Written task: Extract every line of text from the records below without changing a character, and leave the pictures out of your answer.

Data for this exercise:
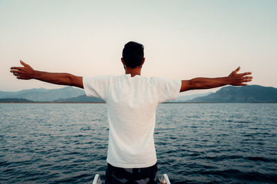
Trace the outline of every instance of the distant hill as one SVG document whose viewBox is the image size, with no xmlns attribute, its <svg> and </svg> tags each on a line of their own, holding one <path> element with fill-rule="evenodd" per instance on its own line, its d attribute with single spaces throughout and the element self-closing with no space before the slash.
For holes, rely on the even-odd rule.
<svg viewBox="0 0 277 184">
<path fill-rule="evenodd" d="M 0 99 L 24 99 L 33 101 L 53 101 L 60 99 L 77 97 L 84 91 L 72 87 L 47 90 L 44 88 L 25 90 L 15 92 L 0 92 Z"/>
<path fill-rule="evenodd" d="M 104 102 L 98 98 L 87 97 L 83 90 L 72 87 L 55 90 L 31 89 L 16 92 L 0 92 L 0 102 L 32 101 Z M 256 85 L 242 87 L 226 86 L 215 93 L 181 96 L 176 101 L 168 102 L 277 103 L 277 88 Z"/>
<path fill-rule="evenodd" d="M 276 103 L 277 88 L 257 85 L 242 87 L 226 86 L 215 93 L 197 97 L 188 102 Z"/>
<path fill-rule="evenodd" d="M 33 102 L 24 99 L 0 99 L 0 103 Z"/>
</svg>

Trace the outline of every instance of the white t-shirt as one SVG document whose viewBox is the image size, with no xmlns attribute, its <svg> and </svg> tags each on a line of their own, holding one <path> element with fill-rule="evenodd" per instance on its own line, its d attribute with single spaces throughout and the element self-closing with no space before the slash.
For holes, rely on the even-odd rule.
<svg viewBox="0 0 277 184">
<path fill-rule="evenodd" d="M 156 108 L 159 103 L 178 97 L 181 81 L 123 74 L 83 77 L 83 85 L 87 96 L 107 105 L 107 162 L 124 168 L 154 165 Z"/>
</svg>

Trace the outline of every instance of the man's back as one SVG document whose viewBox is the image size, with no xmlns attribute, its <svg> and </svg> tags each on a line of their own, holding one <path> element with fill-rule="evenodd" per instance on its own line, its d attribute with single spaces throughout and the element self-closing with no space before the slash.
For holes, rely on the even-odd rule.
<svg viewBox="0 0 277 184">
<path fill-rule="evenodd" d="M 124 74 L 84 78 L 83 83 L 87 95 L 107 104 L 107 162 L 125 168 L 155 164 L 156 108 L 159 103 L 178 96 L 181 81 Z"/>
</svg>

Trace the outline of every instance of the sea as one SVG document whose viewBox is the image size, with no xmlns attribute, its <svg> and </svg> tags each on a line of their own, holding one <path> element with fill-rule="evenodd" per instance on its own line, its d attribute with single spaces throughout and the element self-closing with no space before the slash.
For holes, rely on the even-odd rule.
<svg viewBox="0 0 277 184">
<path fill-rule="evenodd" d="M 102 183 L 105 103 L 0 103 L 0 183 Z M 163 103 L 158 176 L 171 183 L 277 183 L 277 103 Z"/>
</svg>

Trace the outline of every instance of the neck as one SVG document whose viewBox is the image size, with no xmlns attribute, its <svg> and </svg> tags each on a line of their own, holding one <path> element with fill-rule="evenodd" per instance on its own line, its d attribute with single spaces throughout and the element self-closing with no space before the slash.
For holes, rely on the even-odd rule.
<svg viewBox="0 0 277 184">
<path fill-rule="evenodd" d="M 125 67 L 125 74 L 131 74 L 133 77 L 135 75 L 141 75 L 141 67 L 138 66 L 135 68 L 132 68 L 129 67 Z"/>
</svg>

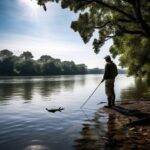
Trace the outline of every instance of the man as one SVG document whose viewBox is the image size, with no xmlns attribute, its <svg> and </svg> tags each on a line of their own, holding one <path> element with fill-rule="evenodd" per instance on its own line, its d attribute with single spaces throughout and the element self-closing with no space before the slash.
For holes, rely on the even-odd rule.
<svg viewBox="0 0 150 150">
<path fill-rule="evenodd" d="M 111 57 L 108 55 L 105 58 L 105 73 L 101 82 L 105 80 L 105 91 L 108 99 L 108 108 L 115 105 L 115 92 L 114 92 L 114 82 L 118 75 L 117 66 L 111 61 Z"/>
</svg>

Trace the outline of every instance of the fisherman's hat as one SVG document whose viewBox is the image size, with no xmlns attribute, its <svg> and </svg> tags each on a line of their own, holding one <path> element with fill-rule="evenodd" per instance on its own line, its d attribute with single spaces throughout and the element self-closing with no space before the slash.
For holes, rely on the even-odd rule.
<svg viewBox="0 0 150 150">
<path fill-rule="evenodd" d="M 105 56 L 104 59 L 111 59 L 111 57 L 109 55 Z"/>
</svg>

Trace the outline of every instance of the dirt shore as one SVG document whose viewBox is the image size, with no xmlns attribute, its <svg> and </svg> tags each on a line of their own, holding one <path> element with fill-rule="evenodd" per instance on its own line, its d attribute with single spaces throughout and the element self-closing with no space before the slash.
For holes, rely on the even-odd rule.
<svg viewBox="0 0 150 150">
<path fill-rule="evenodd" d="M 130 100 L 118 103 L 117 105 L 126 109 L 150 113 L 150 101 Z M 106 140 L 105 143 L 108 149 L 149 150 L 150 125 L 126 127 L 127 124 L 138 120 L 138 118 L 123 115 L 113 109 L 103 108 L 103 111 L 109 116 L 107 122 L 108 132 L 106 136 L 108 140 Z"/>
</svg>

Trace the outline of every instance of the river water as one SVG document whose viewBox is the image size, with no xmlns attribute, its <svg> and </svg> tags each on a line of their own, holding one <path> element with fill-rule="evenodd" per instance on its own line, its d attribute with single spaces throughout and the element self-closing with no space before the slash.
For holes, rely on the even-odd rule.
<svg viewBox="0 0 150 150">
<path fill-rule="evenodd" d="M 1 77 L 0 150 L 88 149 L 87 144 L 100 149 L 98 133 L 106 134 L 108 119 L 107 114 L 95 114 L 107 102 L 104 83 L 83 110 L 80 106 L 101 79 L 102 75 Z M 117 77 L 115 91 L 117 101 L 149 99 L 146 82 L 126 75 Z M 45 110 L 58 107 L 64 110 Z M 85 134 L 88 128 L 94 134 Z"/>
</svg>

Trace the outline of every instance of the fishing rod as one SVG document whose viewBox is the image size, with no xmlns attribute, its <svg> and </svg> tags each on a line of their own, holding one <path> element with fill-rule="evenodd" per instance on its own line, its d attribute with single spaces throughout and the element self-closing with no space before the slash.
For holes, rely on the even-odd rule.
<svg viewBox="0 0 150 150">
<path fill-rule="evenodd" d="M 88 102 L 88 100 L 92 97 L 92 95 L 95 93 L 95 91 L 98 89 L 98 87 L 100 86 L 101 83 L 102 83 L 102 81 L 98 84 L 98 86 L 95 88 L 95 90 L 92 92 L 92 94 L 86 99 L 86 101 L 80 106 L 80 108 L 82 108 Z"/>
</svg>

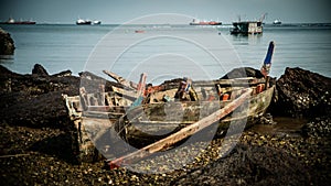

Correct output:
Trace the outline of every instance of the distant hill as one SVG document whose viewBox is the image size, with no xmlns attribute, its <svg> and </svg> tags each on a line of their own, holding one <path> element with fill-rule="evenodd" per instance on its own line, its d attribute with single spaces throughout and the element self-closing with no space before the slash.
For holes, rely on the even-odd rule.
<svg viewBox="0 0 277 184">
<path fill-rule="evenodd" d="M 0 99 L 24 99 L 33 101 L 53 101 L 60 99 L 77 97 L 84 91 L 72 87 L 47 90 L 44 88 L 25 90 L 15 92 L 0 92 Z"/>
<path fill-rule="evenodd" d="M 104 102 L 98 98 L 87 97 L 83 90 L 72 87 L 55 90 L 31 89 L 16 92 L 0 92 L 0 102 L 32 101 Z M 256 85 L 242 87 L 226 86 L 215 93 L 181 96 L 176 101 L 168 102 L 277 103 L 277 88 Z"/>
<path fill-rule="evenodd" d="M 276 103 L 277 88 L 257 85 L 242 87 L 226 86 L 215 93 L 197 97 L 188 102 Z"/>
<path fill-rule="evenodd" d="M 33 102 L 24 99 L 0 99 L 0 103 Z"/>
</svg>

Trace the outline of every instance of the white t-shirt as one SVG document whose viewBox is the image size, with no xmlns attribute, its <svg> and </svg> tags each on a line of their own, holding one <path> element with fill-rule="evenodd" per instance on its own line, its d attribute with single spaces throughout and the element self-closing with no space before the slash.
For holes, rely on the even-odd rule.
<svg viewBox="0 0 277 184">
<path fill-rule="evenodd" d="M 156 108 L 159 103 L 178 97 L 181 81 L 123 74 L 83 77 L 83 85 L 87 96 L 107 105 L 107 162 L 124 168 L 154 165 Z"/>
</svg>

Trace the outline of every instance of the man's back as one SVG document whose viewBox is the image size, with no xmlns attribute, its <svg> and </svg> tags each on a line of their own, holding one <path> element with fill-rule="evenodd" per instance on its own line, its d attribute with single spaces throughout and the element self-closing with no space before the slash.
For holes, rely on the even-odd rule.
<svg viewBox="0 0 277 184">
<path fill-rule="evenodd" d="M 124 74 L 84 78 L 83 83 L 87 95 L 107 104 L 107 162 L 125 168 L 155 164 L 156 108 L 159 103 L 178 96 L 181 81 Z"/>
</svg>

Trace the outline of every instance of the sea as one SVG document whose viewBox is the image size, with no xmlns attribute, its <svg> and </svg> tags each on a line of their own, holding one <path> element with fill-rule="evenodd" per instance on its own line, its d attribute with single spaces throughout and the element self-closing with no space before the slash.
For holes, rely on the even-odd rule.
<svg viewBox="0 0 277 184">
<path fill-rule="evenodd" d="M 102 183 L 105 103 L 0 103 L 0 183 Z M 163 103 L 158 176 L 171 183 L 277 183 L 277 103 Z"/>
</svg>

Trace the outline of every instance of the neck as one SVG document whose viewBox is the image size, with no xmlns attribute, its <svg> and </svg> tags each on a line of their own, holding one <path> element with fill-rule="evenodd" per instance on its own line, its d attribute with single spaces throughout and the element self-closing with no space before the slash.
For holes, rely on the even-odd rule.
<svg viewBox="0 0 277 184">
<path fill-rule="evenodd" d="M 125 67 L 125 74 L 131 74 L 133 77 L 135 75 L 141 75 L 141 67 L 138 66 L 135 68 L 132 68 L 129 67 Z"/>
</svg>

Trace the outline of every instance of the man as one SVG document whose viewBox is the image size, with no xmlns attribute, its <svg> and </svg> tags each on a line of their own, holding one <path> element with fill-rule="evenodd" per instance on its own line, its d attribute with single spaces throughout and the element self-closing with no space before the slash.
For holes, rely on the even-odd rule.
<svg viewBox="0 0 150 150">
<path fill-rule="evenodd" d="M 111 57 L 108 55 L 105 58 L 105 73 L 101 82 L 105 80 L 105 91 L 108 99 L 108 108 L 115 105 L 115 92 L 114 92 L 114 82 L 118 75 L 117 66 L 111 61 Z"/>
</svg>

Trace the outline of every instance of the fisherman's hat as one SVG document whose viewBox is the image size, with no xmlns attribute, its <svg> and </svg> tags each on a line of their own, holding one <path> element with fill-rule="evenodd" per instance on its own line, its d attribute with single spaces throughout and the element self-closing with no space before the slash.
For holes, rely on the even-odd rule.
<svg viewBox="0 0 150 150">
<path fill-rule="evenodd" d="M 105 56 L 104 59 L 111 59 L 111 57 L 109 55 Z"/>
</svg>

Trace the outline of every instance of the dirt shore as one SVG document whose viewBox is the image size, with no xmlns attribute, its <svg> and </svg> tags each on a line of their own, holding one <path> element with fill-rule="evenodd" per instance on its own line, its d attribute with single spaces throughout and the element self-closing with no space before the slash.
For holes, rely on the even-odd rule.
<svg viewBox="0 0 150 150">
<path fill-rule="evenodd" d="M 130 100 L 118 103 L 117 105 L 126 109 L 150 113 L 150 101 Z M 106 140 L 105 143 L 108 149 L 149 150 L 150 125 L 126 127 L 127 124 L 138 120 L 138 118 L 123 115 L 113 109 L 103 108 L 103 111 L 109 116 L 107 122 L 108 132 L 106 136 L 108 140 Z"/>
</svg>

Trace the outline of every instance of the river water as one SVG document whose viewBox is the image size, with no xmlns attribute, its <svg> and </svg> tags each on a line of their own, holding one <path> element with fill-rule="evenodd" per instance on its own line, its d attribute with single spaces throughout and the element self-closing with no space before the slash.
For holes, rely on the even-odd rule.
<svg viewBox="0 0 150 150">
<path fill-rule="evenodd" d="M 1 77 L 0 150 L 88 149 L 87 144 L 100 149 L 98 133 L 106 134 L 108 119 L 107 114 L 95 114 L 107 102 L 104 83 L 83 110 L 80 106 L 101 79 L 102 75 Z M 117 77 L 115 91 L 117 101 L 149 99 L 146 82 L 126 75 Z M 45 110 L 58 107 L 64 110 Z M 85 134 L 88 128 L 94 134 Z"/>
</svg>

Trace the outline of every instance of the fishing rod as one SVG document whose viewBox is the image size, with no xmlns attribute, its <svg> and </svg> tags each on a line of their own, holding one <path> element with fill-rule="evenodd" per instance on its own line, its d attribute with single spaces throughout and the element self-closing with no space before the slash.
For holes, rely on the even-odd rule.
<svg viewBox="0 0 150 150">
<path fill-rule="evenodd" d="M 88 102 L 88 100 L 92 97 L 92 95 L 95 93 L 95 91 L 98 89 L 98 87 L 100 86 L 101 83 L 102 83 L 102 81 L 98 84 L 98 86 L 95 88 L 95 90 L 92 92 L 92 94 L 86 99 L 86 101 L 80 106 L 80 108 L 82 108 Z"/>
</svg>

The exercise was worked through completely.